● **Aim**: Find every line in the records below that contains the word "gambeson", and copy each of those lines.

● **Data for processing**:
· · · · ·

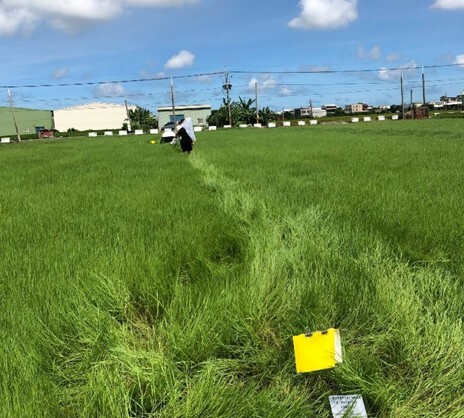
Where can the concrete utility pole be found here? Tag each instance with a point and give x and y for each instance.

· · · · ·

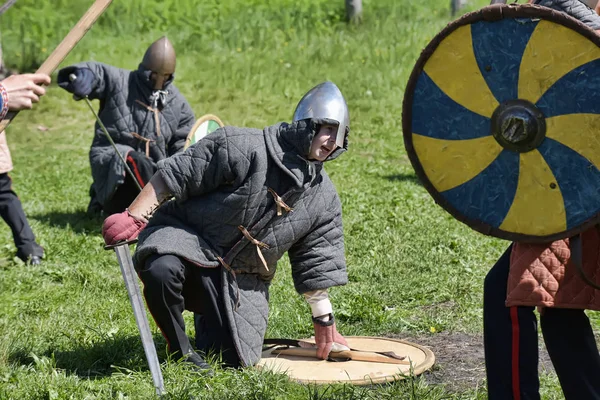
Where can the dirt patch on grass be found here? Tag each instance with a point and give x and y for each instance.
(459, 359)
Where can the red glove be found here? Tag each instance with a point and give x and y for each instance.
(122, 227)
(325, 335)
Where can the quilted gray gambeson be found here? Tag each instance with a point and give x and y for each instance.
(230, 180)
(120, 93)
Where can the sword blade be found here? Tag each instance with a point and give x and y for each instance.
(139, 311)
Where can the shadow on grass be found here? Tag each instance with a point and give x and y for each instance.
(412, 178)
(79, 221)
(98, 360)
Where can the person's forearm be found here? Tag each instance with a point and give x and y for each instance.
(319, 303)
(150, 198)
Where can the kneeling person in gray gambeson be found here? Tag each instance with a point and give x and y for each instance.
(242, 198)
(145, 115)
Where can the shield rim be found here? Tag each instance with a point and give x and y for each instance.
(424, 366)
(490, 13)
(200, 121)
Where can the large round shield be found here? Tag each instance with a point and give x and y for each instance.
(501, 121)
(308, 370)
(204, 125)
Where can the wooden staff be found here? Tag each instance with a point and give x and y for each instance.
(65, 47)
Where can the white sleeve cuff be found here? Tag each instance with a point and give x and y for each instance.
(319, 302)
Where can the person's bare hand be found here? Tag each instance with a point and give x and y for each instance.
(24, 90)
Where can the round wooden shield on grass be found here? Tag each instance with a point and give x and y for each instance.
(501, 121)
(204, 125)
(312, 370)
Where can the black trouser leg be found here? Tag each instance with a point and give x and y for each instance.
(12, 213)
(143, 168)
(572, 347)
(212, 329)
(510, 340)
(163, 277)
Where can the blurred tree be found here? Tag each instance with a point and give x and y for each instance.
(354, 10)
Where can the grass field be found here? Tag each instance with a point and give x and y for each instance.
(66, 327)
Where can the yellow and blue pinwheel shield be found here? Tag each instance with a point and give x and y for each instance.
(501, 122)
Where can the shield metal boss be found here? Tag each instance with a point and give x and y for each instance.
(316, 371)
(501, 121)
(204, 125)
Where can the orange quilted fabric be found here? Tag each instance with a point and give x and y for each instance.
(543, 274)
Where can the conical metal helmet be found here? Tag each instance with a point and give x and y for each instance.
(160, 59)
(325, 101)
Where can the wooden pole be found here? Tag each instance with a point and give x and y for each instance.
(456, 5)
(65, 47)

· · · · ·

● **Solution**:
Where can the quilted gray gambeson be found here? Tag each instance with a point and give x and y for each instance.
Where can the kneeling person in gray gambeson be found here? Tag each instance with a point and give x and y for each instance.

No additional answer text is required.